((

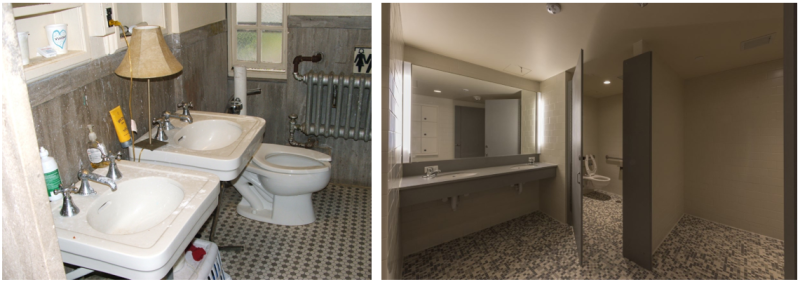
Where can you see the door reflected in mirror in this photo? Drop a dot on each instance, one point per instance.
(454, 116)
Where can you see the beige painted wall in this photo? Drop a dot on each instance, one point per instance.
(330, 9)
(553, 192)
(528, 122)
(609, 140)
(734, 148)
(440, 62)
(392, 136)
(667, 151)
(432, 223)
(188, 16)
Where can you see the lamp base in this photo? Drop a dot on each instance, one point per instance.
(144, 144)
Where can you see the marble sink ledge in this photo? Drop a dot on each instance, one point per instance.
(144, 255)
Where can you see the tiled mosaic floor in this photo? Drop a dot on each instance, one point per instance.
(536, 246)
(337, 246)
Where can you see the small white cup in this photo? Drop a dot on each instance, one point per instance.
(57, 37)
(23, 46)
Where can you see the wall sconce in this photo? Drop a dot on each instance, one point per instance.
(540, 122)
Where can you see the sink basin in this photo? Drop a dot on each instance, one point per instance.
(140, 230)
(222, 144)
(137, 205)
(525, 166)
(208, 135)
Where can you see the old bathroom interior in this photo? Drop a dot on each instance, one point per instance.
(695, 91)
(293, 212)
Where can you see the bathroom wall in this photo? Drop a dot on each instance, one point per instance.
(553, 192)
(590, 127)
(667, 151)
(609, 140)
(391, 139)
(432, 223)
(64, 103)
(734, 148)
(30, 246)
(440, 62)
(336, 37)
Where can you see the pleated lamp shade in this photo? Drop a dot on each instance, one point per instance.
(149, 55)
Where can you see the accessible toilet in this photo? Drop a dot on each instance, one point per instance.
(277, 184)
(591, 179)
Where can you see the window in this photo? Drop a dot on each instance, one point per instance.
(257, 39)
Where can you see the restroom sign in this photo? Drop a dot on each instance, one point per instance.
(363, 60)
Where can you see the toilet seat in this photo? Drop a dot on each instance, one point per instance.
(290, 160)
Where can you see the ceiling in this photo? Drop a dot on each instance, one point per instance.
(425, 81)
(505, 37)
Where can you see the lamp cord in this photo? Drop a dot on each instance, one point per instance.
(130, 89)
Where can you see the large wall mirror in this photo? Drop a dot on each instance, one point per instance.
(454, 116)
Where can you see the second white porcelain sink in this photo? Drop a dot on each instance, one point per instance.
(140, 230)
(208, 135)
(137, 205)
(222, 144)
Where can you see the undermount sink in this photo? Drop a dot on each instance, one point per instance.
(208, 135)
(525, 166)
(455, 175)
(222, 144)
(137, 205)
(140, 230)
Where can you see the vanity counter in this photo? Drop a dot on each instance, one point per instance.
(416, 189)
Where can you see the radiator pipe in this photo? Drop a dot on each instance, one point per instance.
(297, 60)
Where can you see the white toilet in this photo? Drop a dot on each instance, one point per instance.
(591, 180)
(277, 184)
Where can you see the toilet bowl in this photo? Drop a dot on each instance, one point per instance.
(591, 180)
(277, 184)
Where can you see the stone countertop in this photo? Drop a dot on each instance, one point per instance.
(417, 181)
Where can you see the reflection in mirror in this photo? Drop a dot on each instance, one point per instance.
(454, 116)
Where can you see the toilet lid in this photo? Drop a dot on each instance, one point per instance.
(286, 159)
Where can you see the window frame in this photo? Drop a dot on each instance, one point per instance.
(257, 69)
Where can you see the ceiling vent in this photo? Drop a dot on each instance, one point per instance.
(755, 42)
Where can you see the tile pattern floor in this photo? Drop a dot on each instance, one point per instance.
(337, 246)
(536, 246)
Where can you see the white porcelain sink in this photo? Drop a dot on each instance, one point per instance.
(222, 144)
(137, 205)
(525, 166)
(140, 230)
(208, 135)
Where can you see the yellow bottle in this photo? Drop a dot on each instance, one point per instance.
(122, 128)
(96, 150)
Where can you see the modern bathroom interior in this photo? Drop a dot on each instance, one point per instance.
(659, 155)
(235, 156)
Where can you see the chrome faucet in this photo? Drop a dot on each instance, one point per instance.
(161, 134)
(68, 208)
(431, 171)
(167, 115)
(85, 176)
(185, 106)
(113, 170)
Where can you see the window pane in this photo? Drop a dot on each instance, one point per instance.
(246, 45)
(271, 46)
(272, 14)
(246, 13)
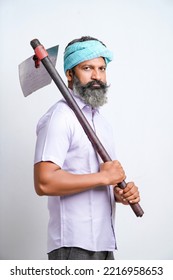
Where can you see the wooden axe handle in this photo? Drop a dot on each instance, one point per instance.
(42, 54)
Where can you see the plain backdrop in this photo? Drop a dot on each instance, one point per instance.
(140, 33)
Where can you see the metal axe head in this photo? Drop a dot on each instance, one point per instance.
(33, 75)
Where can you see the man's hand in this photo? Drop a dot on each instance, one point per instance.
(112, 172)
(128, 195)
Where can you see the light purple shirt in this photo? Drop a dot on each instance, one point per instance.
(86, 219)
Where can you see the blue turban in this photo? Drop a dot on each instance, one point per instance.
(86, 50)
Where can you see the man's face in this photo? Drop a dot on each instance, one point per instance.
(88, 80)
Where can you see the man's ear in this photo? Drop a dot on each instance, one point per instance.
(69, 75)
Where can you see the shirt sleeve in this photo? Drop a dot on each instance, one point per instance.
(53, 137)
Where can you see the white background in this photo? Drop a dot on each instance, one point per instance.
(140, 33)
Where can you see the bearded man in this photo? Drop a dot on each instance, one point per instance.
(82, 191)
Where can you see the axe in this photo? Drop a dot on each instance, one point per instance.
(33, 77)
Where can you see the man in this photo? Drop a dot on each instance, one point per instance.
(81, 190)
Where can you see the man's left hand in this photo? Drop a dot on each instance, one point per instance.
(128, 195)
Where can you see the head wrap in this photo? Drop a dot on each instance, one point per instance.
(86, 50)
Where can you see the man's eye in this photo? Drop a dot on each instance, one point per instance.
(103, 69)
(86, 68)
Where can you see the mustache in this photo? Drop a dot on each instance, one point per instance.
(91, 85)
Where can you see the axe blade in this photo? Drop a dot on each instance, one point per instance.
(32, 78)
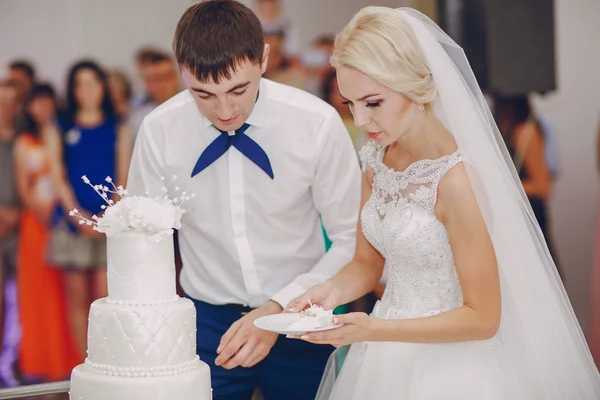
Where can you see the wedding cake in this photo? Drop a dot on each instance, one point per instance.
(142, 337)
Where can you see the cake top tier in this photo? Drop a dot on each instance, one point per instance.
(157, 215)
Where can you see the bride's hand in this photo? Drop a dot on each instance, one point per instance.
(324, 295)
(358, 327)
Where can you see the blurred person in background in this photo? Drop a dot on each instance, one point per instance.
(525, 139)
(94, 144)
(121, 93)
(23, 75)
(160, 77)
(47, 352)
(273, 19)
(316, 63)
(279, 67)
(9, 222)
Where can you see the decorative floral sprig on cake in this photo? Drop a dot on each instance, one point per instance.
(157, 216)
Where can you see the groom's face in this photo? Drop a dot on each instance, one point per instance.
(228, 103)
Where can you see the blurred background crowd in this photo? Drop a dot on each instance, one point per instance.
(80, 76)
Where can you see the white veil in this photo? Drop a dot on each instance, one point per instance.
(539, 331)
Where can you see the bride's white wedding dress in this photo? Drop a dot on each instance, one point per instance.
(399, 221)
(539, 352)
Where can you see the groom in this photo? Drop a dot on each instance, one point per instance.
(267, 164)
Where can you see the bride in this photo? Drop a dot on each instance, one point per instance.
(473, 307)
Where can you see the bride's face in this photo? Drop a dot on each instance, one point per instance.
(383, 113)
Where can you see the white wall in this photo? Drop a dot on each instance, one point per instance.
(575, 110)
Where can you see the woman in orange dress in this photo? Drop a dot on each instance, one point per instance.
(47, 352)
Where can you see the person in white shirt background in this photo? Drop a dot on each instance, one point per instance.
(267, 164)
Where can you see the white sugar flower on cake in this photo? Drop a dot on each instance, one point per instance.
(156, 216)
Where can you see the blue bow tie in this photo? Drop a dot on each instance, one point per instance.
(240, 141)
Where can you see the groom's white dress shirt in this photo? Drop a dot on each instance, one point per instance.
(247, 238)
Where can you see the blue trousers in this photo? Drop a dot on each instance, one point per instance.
(292, 370)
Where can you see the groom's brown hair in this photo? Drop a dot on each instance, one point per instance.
(213, 36)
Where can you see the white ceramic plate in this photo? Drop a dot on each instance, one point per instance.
(280, 323)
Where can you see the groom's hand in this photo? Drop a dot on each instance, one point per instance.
(244, 344)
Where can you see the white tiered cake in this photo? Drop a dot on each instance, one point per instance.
(142, 337)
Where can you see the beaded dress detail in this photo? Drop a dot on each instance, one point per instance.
(399, 221)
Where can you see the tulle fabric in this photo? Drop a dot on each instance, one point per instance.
(539, 351)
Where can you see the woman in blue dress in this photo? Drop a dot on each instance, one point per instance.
(91, 142)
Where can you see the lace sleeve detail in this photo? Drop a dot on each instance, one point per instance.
(369, 156)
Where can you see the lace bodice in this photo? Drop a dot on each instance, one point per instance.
(399, 221)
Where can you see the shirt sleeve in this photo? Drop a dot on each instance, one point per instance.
(336, 194)
(147, 163)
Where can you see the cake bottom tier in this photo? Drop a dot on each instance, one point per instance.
(190, 385)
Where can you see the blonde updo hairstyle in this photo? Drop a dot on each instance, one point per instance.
(379, 43)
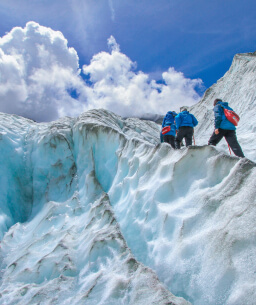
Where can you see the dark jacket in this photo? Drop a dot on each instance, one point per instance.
(185, 118)
(169, 120)
(220, 119)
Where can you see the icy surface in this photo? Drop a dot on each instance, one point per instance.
(61, 243)
(95, 211)
(237, 87)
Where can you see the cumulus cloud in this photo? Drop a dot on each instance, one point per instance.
(38, 71)
(118, 87)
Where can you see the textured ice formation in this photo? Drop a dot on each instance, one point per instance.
(61, 243)
(95, 210)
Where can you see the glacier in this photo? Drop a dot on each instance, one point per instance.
(94, 210)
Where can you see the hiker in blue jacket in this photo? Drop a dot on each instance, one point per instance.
(224, 128)
(169, 120)
(185, 123)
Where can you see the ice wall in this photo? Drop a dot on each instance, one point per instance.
(237, 87)
(61, 242)
(95, 210)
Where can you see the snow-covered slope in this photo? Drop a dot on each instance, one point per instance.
(95, 211)
(237, 87)
(62, 243)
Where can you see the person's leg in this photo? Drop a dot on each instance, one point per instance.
(172, 141)
(169, 139)
(188, 136)
(230, 136)
(179, 137)
(215, 138)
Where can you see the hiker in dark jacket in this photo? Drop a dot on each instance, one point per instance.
(169, 120)
(185, 123)
(224, 128)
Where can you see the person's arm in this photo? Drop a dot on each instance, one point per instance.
(218, 118)
(195, 121)
(163, 121)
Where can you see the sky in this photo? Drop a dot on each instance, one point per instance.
(64, 57)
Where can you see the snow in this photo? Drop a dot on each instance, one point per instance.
(94, 210)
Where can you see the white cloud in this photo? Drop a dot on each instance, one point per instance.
(38, 69)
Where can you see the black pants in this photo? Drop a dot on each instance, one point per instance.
(230, 136)
(184, 132)
(169, 139)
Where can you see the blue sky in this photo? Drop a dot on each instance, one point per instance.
(198, 38)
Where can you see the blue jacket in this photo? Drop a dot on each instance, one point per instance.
(185, 118)
(220, 119)
(169, 121)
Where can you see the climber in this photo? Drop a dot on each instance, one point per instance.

))

# WHAT YOU WILL DO
Repeat only the lines from the one holding "Where can you see the snow in" through the last line of the data.

# EXERCISE RESPONSE
Where can you see the snow in this photo? Drop a dot on each instance, one point per instance.
(94, 210)
Where can you see the white cloud in this photo? Drop a dot on each instance, one point per instance.
(38, 69)
Where can you see the black pants in this photo? Drop a dot on each instance, one point per instance.
(230, 136)
(184, 132)
(169, 139)
Where can you see the blue sky in this photo? Drop a dot on each instance, one point per instance.
(198, 38)
Where can you see the blue jacket in this photo? Drop a dot on each instance, one point per instance.
(185, 118)
(220, 119)
(169, 121)
Where can you see the climber in this photo? Drop a dot on each instance, one point per instance.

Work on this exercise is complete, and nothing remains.